» PROBLEM DESCRIPTION
Please rewrite the lines that follow, changing every "Indicate" to "Mark" and leaving everything else untouched.

» PROVIDED INFORMATION
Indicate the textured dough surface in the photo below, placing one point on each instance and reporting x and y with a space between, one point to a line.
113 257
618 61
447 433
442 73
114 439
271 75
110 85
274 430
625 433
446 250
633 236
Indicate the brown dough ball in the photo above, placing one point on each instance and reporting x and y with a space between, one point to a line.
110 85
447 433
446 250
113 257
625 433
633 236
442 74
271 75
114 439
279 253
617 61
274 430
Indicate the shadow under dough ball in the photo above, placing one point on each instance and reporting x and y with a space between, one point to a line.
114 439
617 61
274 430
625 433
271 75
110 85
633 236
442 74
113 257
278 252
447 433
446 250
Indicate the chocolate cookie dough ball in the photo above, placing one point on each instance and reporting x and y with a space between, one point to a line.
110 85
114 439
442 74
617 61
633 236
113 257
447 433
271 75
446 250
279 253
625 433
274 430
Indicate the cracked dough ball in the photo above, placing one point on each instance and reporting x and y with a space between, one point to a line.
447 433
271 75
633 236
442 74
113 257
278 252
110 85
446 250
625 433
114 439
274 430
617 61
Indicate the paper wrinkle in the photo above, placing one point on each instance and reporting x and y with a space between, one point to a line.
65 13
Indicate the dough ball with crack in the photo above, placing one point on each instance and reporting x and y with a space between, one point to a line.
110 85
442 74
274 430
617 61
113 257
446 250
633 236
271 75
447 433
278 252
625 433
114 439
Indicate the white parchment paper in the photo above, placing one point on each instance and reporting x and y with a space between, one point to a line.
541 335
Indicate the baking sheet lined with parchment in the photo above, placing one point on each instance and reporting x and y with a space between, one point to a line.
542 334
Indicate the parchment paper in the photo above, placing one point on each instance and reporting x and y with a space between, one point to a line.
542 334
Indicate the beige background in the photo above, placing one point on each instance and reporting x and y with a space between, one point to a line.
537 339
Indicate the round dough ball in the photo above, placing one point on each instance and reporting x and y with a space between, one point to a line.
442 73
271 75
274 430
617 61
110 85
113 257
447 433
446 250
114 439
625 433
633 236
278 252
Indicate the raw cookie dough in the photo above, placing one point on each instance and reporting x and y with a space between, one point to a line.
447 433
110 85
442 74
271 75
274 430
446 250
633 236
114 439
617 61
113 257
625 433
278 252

» THE RESULT
Mark the textured dough surface in the photo below, placing one point on each instance and reporting x and y with a space between, one point to a line.
113 257
618 61
447 433
442 73
114 439
271 75
110 85
274 430
625 433
446 250
633 236
Mark the brown dough ball in the photo above, placing one point on each instance and reporting x and y with a space between, one point to a line.
110 85
447 433
446 250
113 257
625 433
633 236
442 74
271 75
114 439
279 253
617 61
274 430
Mark the shadow under dough ball in the photo above, placing one point on each instance and reporting x and y with a space between, one point to a line.
114 439
617 61
274 430
625 433
271 75
110 85
633 236
442 74
113 257
278 252
447 433
446 250
Mark the chocolate cookie dough ball in the photo above, placing one point on each instance and reporting x and y with a space between, one point to a line.
110 85
114 439
442 74
617 61
633 236
113 257
447 433
271 75
446 250
279 253
625 433
274 430
Mark the cracked dough ball in the photo above, placing one point on each instance and reporting x and y with a space between, one point to a line.
447 433
271 75
633 236
442 74
113 257
278 252
110 85
446 250
625 433
114 439
274 430
617 61
Mark the paper wrinkle in the photo above, placing one point on each instance and reporting x and y with a space between, one point to a line.
65 13
Mark the dough ball with crack in the photo above, placing one point on each instance and reporting x and y with a space between, one point to a line.
110 85
442 74
274 430
617 61
113 257
446 250
633 236
271 75
447 433
278 252
625 433
114 439
Mark the white parchment paper in the photo above, placing one point on each instance and reporting x and y with a space between, one point to a line.
541 335
Mark the baking sheet lined with parchment in the photo above, placing one point on each instance and reporting x and y with a space between, one point to a line.
542 334
Mark the parchment paper in the photo above, placing one point on each instance and reporting x and y with a space between, one point to a line.
542 334
Mark the beige background in the photo above, placing one point on each instance and reporting x and y with a space between, one point to a line.
537 339
Mark the round dough ball in the photo above, placing one point on each instance and reporting x and y with a space between, one point to a line.
442 73
271 75
274 430
617 61
110 85
113 257
447 433
446 250
114 439
625 433
633 236
278 252
Mark the raw cookie dough in the photo above, placing one point on each instance and reporting x and y with a space between, one point to a line.
447 433
110 85
442 74
271 75
274 430
446 250
633 236
114 439
617 61
113 257
625 433
278 252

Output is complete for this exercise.